名古屋大学と愛知県三河青い鳥医療療育センターは、日本の小学校児童における歩行の基準値を初めて作成し、高学年は低学年よりも歩行がきれいであること、諸外国の子どもの歩行と動きが異なることを明らかにした。
名古屋大学は2022年6月1日、日本の小学校児童における歩行の基準値を初めて作成し、高学年は低学年よりも歩行がきれいであること、諸外国の子どもの歩行と動きが異なることを明らかにしたと発表した。愛知県三河青い鳥医療療育センターとの共同研究による成果だ。
今回の研究は、2018年1月〜2020年3月に、同療育センターで運動器健診のために岡崎市児童健診に参加した6〜12歳の小学校児童424人を対象に実施した。マーカーを骨盤からつま先まで貼付して8m歩行し、3次元動作解析装置を用いて解析。骨盤、股関節、膝関節、足関節、つま先の向きの動きを点数化して、歩くときの姿勢やその動きの特徴を示す歩容の得点を算出した。
歩行中の下肢の動きを年齢ごとに比較するため、6〜8歳、9〜10歳、11〜12歳の3グループに分けた。全体データから歩行の基準値となるデータを作成し、歩容の得点からパーセンタイル発育曲線を作成した。歩行中の下肢の動きは全年齢で似ていたが、年齢が上がるにつれて歩容の得点が高くなり、きれいに歩くことが明らかとなった。

保存データ:
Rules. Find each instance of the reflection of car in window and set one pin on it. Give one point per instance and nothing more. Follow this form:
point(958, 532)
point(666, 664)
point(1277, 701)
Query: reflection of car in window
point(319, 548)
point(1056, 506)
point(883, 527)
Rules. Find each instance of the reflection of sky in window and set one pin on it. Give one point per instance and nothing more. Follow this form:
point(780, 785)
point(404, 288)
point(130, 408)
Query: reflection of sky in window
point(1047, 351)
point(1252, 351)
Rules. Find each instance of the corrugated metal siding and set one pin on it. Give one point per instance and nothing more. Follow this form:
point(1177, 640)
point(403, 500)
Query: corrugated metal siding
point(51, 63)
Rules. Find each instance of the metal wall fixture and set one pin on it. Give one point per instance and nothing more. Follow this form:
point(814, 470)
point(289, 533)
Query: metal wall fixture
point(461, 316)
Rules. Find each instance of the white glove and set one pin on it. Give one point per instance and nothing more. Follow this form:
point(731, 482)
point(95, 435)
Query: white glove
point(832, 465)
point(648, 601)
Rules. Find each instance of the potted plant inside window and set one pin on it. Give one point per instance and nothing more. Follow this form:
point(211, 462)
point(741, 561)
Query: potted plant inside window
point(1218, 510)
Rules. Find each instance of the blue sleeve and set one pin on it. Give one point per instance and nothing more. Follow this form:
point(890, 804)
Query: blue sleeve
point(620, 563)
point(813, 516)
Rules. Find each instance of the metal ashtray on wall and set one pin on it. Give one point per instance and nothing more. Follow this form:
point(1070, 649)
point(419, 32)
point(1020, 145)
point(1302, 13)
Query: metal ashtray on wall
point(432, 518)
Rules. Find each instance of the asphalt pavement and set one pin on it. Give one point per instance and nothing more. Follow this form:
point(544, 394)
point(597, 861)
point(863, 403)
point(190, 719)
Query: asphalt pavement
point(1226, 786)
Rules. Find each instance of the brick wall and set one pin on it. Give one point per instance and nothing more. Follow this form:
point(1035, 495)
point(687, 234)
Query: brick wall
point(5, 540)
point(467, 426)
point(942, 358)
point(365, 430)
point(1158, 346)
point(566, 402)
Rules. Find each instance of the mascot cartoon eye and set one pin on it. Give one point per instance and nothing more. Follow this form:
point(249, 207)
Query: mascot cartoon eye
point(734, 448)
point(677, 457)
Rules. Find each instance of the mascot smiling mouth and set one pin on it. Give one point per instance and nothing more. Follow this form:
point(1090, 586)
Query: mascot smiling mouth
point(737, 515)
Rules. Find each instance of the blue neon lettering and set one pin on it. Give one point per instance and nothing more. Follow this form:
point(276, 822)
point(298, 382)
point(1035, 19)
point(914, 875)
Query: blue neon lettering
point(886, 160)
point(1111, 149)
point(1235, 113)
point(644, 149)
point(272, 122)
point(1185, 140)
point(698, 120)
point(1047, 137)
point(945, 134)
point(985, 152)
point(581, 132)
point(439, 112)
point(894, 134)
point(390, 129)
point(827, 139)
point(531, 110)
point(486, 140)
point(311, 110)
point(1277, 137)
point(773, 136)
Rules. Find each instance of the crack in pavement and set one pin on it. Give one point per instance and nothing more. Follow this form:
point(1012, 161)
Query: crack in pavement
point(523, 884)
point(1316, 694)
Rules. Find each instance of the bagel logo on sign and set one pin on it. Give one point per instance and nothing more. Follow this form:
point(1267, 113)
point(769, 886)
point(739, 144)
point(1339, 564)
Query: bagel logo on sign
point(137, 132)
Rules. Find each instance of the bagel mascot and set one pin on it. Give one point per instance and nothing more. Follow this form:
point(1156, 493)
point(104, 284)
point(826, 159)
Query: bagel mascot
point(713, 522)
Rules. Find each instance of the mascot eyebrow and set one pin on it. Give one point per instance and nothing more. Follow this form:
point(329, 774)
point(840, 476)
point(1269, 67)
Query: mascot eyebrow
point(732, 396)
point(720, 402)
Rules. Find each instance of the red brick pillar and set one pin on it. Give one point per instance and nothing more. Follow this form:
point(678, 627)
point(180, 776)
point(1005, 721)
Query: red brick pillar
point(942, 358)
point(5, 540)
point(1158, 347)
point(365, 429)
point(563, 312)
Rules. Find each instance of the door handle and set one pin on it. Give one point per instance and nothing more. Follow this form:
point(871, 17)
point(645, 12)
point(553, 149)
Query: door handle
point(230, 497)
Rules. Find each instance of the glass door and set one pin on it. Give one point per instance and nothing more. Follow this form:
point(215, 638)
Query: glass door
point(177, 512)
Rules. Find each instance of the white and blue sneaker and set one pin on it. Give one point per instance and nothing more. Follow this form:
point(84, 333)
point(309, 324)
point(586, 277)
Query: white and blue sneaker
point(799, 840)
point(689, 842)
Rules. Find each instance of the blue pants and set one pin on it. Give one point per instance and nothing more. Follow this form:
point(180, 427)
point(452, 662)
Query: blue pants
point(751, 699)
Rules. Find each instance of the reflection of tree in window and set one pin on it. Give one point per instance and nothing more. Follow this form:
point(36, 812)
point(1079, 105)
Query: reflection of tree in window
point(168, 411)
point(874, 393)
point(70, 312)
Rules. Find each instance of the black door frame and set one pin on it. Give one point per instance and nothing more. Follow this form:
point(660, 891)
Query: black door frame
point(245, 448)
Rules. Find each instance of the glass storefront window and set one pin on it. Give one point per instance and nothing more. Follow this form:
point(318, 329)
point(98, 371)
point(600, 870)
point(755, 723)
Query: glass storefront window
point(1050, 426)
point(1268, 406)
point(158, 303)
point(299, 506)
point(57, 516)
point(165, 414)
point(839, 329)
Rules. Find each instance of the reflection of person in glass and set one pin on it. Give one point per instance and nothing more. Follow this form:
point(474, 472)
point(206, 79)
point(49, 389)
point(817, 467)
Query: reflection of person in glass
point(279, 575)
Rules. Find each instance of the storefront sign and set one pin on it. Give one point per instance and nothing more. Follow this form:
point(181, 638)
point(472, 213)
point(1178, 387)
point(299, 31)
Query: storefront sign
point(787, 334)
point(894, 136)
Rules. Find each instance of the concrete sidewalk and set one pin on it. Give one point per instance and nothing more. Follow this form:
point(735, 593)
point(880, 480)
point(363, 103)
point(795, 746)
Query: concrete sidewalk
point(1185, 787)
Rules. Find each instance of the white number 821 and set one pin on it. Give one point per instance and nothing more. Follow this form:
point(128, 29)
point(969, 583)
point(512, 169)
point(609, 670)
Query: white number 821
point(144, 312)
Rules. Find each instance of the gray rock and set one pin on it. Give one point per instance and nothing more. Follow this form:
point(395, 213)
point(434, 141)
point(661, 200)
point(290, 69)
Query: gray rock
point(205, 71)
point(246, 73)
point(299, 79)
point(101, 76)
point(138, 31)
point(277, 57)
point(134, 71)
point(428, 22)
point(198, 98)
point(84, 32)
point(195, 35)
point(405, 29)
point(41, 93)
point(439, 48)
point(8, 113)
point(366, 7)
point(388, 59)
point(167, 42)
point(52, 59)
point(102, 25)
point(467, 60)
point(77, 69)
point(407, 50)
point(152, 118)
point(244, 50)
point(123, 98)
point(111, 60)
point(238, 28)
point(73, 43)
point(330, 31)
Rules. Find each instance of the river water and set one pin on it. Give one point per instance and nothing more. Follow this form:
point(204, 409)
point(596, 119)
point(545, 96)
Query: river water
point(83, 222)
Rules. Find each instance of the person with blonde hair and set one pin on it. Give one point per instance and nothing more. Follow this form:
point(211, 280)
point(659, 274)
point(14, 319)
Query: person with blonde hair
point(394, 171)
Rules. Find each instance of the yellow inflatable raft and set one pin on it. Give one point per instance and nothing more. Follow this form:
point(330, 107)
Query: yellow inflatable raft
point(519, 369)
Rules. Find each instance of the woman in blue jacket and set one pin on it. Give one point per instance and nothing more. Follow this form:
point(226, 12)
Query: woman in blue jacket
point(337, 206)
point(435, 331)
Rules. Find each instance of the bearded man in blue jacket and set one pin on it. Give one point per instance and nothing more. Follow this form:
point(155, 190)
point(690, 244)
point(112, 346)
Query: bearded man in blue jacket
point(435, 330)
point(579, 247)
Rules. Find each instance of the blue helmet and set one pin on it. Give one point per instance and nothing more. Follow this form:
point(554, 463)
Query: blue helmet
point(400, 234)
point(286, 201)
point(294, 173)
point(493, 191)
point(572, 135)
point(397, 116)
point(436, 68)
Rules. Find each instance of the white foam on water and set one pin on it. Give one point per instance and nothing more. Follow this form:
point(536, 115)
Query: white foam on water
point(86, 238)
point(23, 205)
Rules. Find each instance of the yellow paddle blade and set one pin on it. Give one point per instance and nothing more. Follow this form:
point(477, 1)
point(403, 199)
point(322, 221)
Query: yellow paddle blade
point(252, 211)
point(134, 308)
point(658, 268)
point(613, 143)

取り組む作業 »
a. 児童の歩行に関する本文を、「今回の研究は、2018年1月」から始まり「を示す歩容の得点を算出した。」で終わる範囲まで、「マーカー」を「反射マーカー」に置き換えて書き直すこと。
b. 児童の歩行に関する本文の続きを、最後の文の後から書き進めること。

作業の解答 »
a.
今回の研究は、2018年1月〜2020年3月に、同療育センターで運動器健診のために岡崎市児童健診に参加した6〜12歳の小学校児童424人を対象に実施した。反射マーカーを骨盤からつま先まで貼付して8m歩行し、3次元動作解析装置を用いて解析。骨盤、股関節、膝関節、足関節、つま先の向きの動きを点数化して、歩くときの姿勢やその動きの特徴を示す歩容の得点を算出した。

b.
諸外国のデータと比較すると、股関節の動きがわずかに内股だった。この動きは、高学年になっても大きな変化は見られなかった。高学年になると歩幅は短くなり、1分間あたりの歩数も増加することも示された。
歩行は日常生活において重要な行動であり、個人の健康状態を反映する。子どもの歩行を評価するためには年齢に応じた基準値が必要となるが、これまで国内では基準となるデータはなかった。今回作成した基準は、子どもの歩行状態を確認できるだけでなく、歩行障害の治療やリハビリテーションの効果判定に使用可能だ。